▶ **Directions**: Could you write out each of the records below word for word, omitting the pictures?

◇ ◇ ◇ ◇ ◇ ◇ ◇

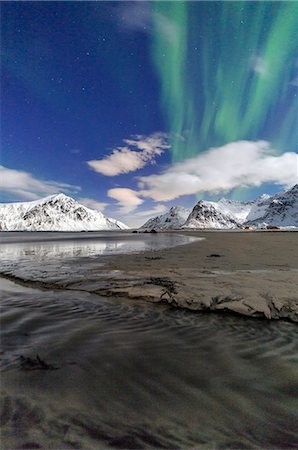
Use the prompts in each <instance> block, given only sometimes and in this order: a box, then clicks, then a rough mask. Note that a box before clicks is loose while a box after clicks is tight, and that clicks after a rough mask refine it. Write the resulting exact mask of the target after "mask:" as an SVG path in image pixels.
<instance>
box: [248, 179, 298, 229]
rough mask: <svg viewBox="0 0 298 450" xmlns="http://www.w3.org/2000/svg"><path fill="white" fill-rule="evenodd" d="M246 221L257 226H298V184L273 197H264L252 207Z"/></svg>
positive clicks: (293, 226) (292, 226) (284, 226)
mask: <svg viewBox="0 0 298 450" xmlns="http://www.w3.org/2000/svg"><path fill="white" fill-rule="evenodd" d="M257 200H258V199H257ZM257 206H258V207H259V209H257ZM260 213H261V214H260ZM246 222H247V224H249V225H255V226H264V225H265V226H266V225H270V226H278V227H298V184H295V186H293V187H292V189H289V190H288V191H284V192H281V193H279V194H276V195H274V196H272V197H269V198H264V197H263V199H262V200H261V201H259V203H258V205H254V207H253V208H252V209H251V211H250V213H249V214H248V216H247V218H246Z"/></svg>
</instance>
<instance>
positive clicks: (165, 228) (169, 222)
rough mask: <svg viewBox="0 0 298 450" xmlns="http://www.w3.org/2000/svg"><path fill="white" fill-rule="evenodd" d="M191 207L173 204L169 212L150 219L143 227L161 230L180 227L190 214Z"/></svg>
mask: <svg viewBox="0 0 298 450" xmlns="http://www.w3.org/2000/svg"><path fill="white" fill-rule="evenodd" d="M190 212H191V209H188V208H183V207H182V206H173V207H172V208H171V209H170V210H169V211H168V212H166V213H165V214H162V215H160V216H157V217H154V218H152V219H149V220H148V221H147V222H146V223H145V224H144V225H143V226H142V227H141V228H154V229H159V230H169V229H176V230H177V229H179V228H180V227H181V226H182V225H183V224H184V223H185V221H186V219H187V217H188V216H189V214H190Z"/></svg>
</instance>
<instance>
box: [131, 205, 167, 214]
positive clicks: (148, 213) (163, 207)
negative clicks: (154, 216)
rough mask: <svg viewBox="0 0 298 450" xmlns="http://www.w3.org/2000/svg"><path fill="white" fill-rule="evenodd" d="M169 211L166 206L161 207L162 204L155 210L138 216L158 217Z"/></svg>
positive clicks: (162, 205)
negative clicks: (167, 210) (165, 211)
mask: <svg viewBox="0 0 298 450" xmlns="http://www.w3.org/2000/svg"><path fill="white" fill-rule="evenodd" d="M168 209H169V208H167V207H166V206H165V205H161V204H160V203H158V204H157V205H156V206H154V208H152V209H148V210H146V211H140V212H139V213H137V214H136V215H137V216H139V217H147V216H158V215H159V214H162V213H164V212H165V211H167V210H168Z"/></svg>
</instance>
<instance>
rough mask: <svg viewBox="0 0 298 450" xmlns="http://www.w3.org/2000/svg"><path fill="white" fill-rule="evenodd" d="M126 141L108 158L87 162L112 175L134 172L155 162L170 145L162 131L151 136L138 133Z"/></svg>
mask: <svg viewBox="0 0 298 450" xmlns="http://www.w3.org/2000/svg"><path fill="white" fill-rule="evenodd" d="M124 143H125V144H126V145H125V146H124V147H118V148H116V149H114V150H113V151H112V153H111V155H109V156H107V157H106V158H103V159H94V160H91V161H87V164H88V165H89V167H91V168H92V169H93V170H95V172H98V173H101V174H103V175H106V176H109V177H111V176H115V175H120V174H121V173H129V172H134V171H136V170H138V169H141V168H142V167H144V166H146V165H147V164H150V163H151V164H152V163H154V161H155V157H156V156H160V155H161V154H162V153H163V152H164V150H165V149H167V148H169V147H170V146H169V145H168V144H167V143H166V139H165V135H164V134H162V133H155V134H152V135H151V136H140V135H138V136H135V137H134V138H133V139H125V140H124Z"/></svg>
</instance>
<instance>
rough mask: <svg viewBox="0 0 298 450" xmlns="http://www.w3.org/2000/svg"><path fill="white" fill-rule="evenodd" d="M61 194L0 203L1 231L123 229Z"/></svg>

◇ ◇ ◇ ◇ ◇ ◇ ◇

▶ **Task answer**:
Use the prompts in each <instance> block, given only sometimes and in this order: a box, then clicks, then a rough mask. Note that a box before clicks is loose while a box after clicks is tight, and that clicks after a rough mask refine it. Write the resulting exact mask of the target after "mask:" as an SVG path in image pixels.
<instance>
box: [248, 179, 298, 229]
rough mask: <svg viewBox="0 0 298 450" xmlns="http://www.w3.org/2000/svg"><path fill="white" fill-rule="evenodd" d="M246 221L257 226H298V184L273 197H264L252 207Z"/></svg>
positive clicks: (293, 226) (292, 226) (284, 226)
mask: <svg viewBox="0 0 298 450" xmlns="http://www.w3.org/2000/svg"><path fill="white" fill-rule="evenodd" d="M257 200H258V199H257ZM257 206H258V207H259V209H257ZM260 213H261V214H260ZM246 222H247V224H249V225H255V226H264V225H265V226H266V225H270V226H278V227H298V184H295V186H293V187H292V189H289V190H288V191H284V192H281V193H279V194H276V195H274V196H272V197H269V198H264V197H263V199H262V200H261V201H259V203H258V205H254V207H253V208H252V209H251V211H250V213H249V214H248V216H247V218H246Z"/></svg>
</instance>
<instance>
positive clicks: (165, 228) (169, 222)
rough mask: <svg viewBox="0 0 298 450" xmlns="http://www.w3.org/2000/svg"><path fill="white" fill-rule="evenodd" d="M191 207L173 204L169 212L150 219L143 227L161 230L180 227L190 214Z"/></svg>
mask: <svg viewBox="0 0 298 450" xmlns="http://www.w3.org/2000/svg"><path fill="white" fill-rule="evenodd" d="M190 212H191V209H188V208H183V207H182V206H173V207H172V208H171V209H170V210H169V211H168V212H166V213H165V214H162V215H160V216H157V217H154V218H152V219H149V220H148V221H147V222H146V223H145V224H144V225H143V226H142V227H141V228H154V229H159V230H169V229H176V230H177V229H179V228H180V227H181V226H182V225H183V224H184V223H185V221H186V219H187V217H188V216H189V214H190Z"/></svg>
</instance>
<instance>
box: [131, 205, 167, 214]
positive clicks: (148, 213) (163, 207)
negative clicks: (154, 216)
rough mask: <svg viewBox="0 0 298 450" xmlns="http://www.w3.org/2000/svg"><path fill="white" fill-rule="evenodd" d="M169 211L166 206L161 207L162 204L155 210L138 216L158 217Z"/></svg>
positive clicks: (162, 205)
negative clicks: (167, 210) (165, 211)
mask: <svg viewBox="0 0 298 450" xmlns="http://www.w3.org/2000/svg"><path fill="white" fill-rule="evenodd" d="M168 209H169V208H167V207H166V206H165V205H161V204H160V203H158V204H157V205H156V206H154V208H152V209H148V210H146V211H140V212H139V213H137V214H136V215H137V216H139V217H147V216H158V215H159V214H162V213H164V212H165V211H167V210H168Z"/></svg>
</instance>
<instance>
rough mask: <svg viewBox="0 0 298 450" xmlns="http://www.w3.org/2000/svg"><path fill="white" fill-rule="evenodd" d="M126 141L108 158L87 162L112 175L134 172L155 162L170 145L162 131L151 136L138 133Z"/></svg>
mask: <svg viewBox="0 0 298 450" xmlns="http://www.w3.org/2000/svg"><path fill="white" fill-rule="evenodd" d="M124 143H125V144H126V145H125V146H124V147H118V148H116V149H114V150H113V151H112V153H111V155H109V156H107V157H106V158H103V159H94V160H91V161H87V164H88V165H89V167H91V168H92V169H93V170H95V172H98V173H101V174H103V175H106V176H109V177H111V176H115V175H120V174H121V173H129V172H134V171H136V170H138V169H141V168H142V167H144V166H146V165H147V164H150V163H151V164H152V163H154V161H155V157H156V156H160V155H161V154H162V153H163V152H164V150H165V149H167V148H169V147H170V146H169V145H168V144H167V143H166V139H165V135H164V134H162V133H155V134H152V135H151V136H140V135H138V136H135V137H134V138H133V139H125V140H124Z"/></svg>
</instance>
<instance>
rough mask: <svg viewBox="0 0 298 450" xmlns="http://www.w3.org/2000/svg"><path fill="white" fill-rule="evenodd" d="M61 194L0 203L1 231L123 229Z"/></svg>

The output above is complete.